Una defensa antipuritana de la “superstición”
Una de las acusaciones que los católicos hemos recibido a lo largo de la historia es la de ser supersticiosos. Acusación que en muchas ocasiones provenía de algunos protestantes que consideraban todo lo que se salía de la Sola Escritura como añadidos supersticiosos. Se mostraban así incapaces de entender que nuestra fe es una fe encarnada y que, por lo tanto, nada más lejos de la verdadera fe cristiana que una especie de fría, pura y desnuda religión que asume rasgos propios de una ideología.
Entre quienes acusaban a los católicos de superstición destacaron los puritanos, quienes se esforzaron con enorme celo en eliminar estatuas y cuadros de santos, vidrieras, ornamentos sacerdotales, rosarios, medallas religiosas, los llamados "días santos" (incluida la Navidad), santuarios, peregrinaciones… Incapaces de comprender que la fe se encarna en una cultura, su acusación era que con todas estas prácticas y devociones los católicos le negaban a Dios el culto solo a Él debido.

# # # # # # #

Prosigue el texto sobre la acusación de superstición contra los católicos a partir de su última frase.

# # # # # # #

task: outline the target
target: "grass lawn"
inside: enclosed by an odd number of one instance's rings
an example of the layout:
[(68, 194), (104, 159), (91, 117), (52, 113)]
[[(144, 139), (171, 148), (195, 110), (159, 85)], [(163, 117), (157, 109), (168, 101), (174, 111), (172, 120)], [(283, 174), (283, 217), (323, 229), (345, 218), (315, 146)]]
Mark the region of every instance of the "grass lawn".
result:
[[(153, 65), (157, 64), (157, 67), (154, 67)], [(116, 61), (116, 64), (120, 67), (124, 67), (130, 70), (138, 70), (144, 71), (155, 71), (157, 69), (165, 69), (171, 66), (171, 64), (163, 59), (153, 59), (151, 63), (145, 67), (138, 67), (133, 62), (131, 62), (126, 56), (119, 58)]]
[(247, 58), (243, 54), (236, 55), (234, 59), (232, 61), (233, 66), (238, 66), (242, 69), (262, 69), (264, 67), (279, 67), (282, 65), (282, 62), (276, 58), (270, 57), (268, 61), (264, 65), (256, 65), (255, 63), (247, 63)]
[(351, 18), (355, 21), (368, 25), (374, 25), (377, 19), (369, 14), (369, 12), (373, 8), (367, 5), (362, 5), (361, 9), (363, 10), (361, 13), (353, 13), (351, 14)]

# # # # # # #

RESPUESTA:
Es curioso, pero a nadie se le escapa el paralelismo entre estas actitudes y las del mundo musulmán. Recuerdo haber leído a Francisco Canals sugerir que en Mahoma y Cromwell comparten actitudes análogas.
Los puritanos llegaron a relegar a la última fila a la Virgen María, y eso incluso a pesar de la importancia de María en los Evangelios y muy en especial en el Evangelio de Lucas. La veneración católica a María les parecía a los puritanos una especie de adoración, algo que sólo se debía a Dios. Los católicos, nos acusaban, habrían convertido a María en una diosa, socavando así la divinidad única de Dios.
Cuando acabaron su obra de demolición y “purificación”, una tarea que trajo consigo una verdadera hecatombe cultural en los lugares donde los puritanos se impusieron, como es el caso del Reino Unido (en el país vecino, Francia, fueron los revolucionarios quienes dejaron como meros aprendices a los talibanes que demolieron los budas de Bamiyán, causando un destrozo de dimensiones incalculables), abordaron la tarea de construir sus propias iglesias, edificios que debían estar libres de ídolos y supersticiones. Exteriormente blancos, sin color ni ornamentación, y en su interior desnudos, sin estatuas, pinturas ni vidrieras. Como máximo una cruz, pero despojada del crucificado. Todo desnudo, puro, minimalista… e inhumano (por cierto, peligrosamente similares a muchos templos católicos actuales).
Es muy significativo atender hasta dónde llevó esta deriva. El puritanismo, trasplantado a Nueva Inglaterra, condujo al unitarismo, que desembocó en el protestantismo liberal que a su vez siguió rodando cuesta abajo hasta concluir en el ateísmo (que por cierto, a poco que se piense se concluye que también es inhumano).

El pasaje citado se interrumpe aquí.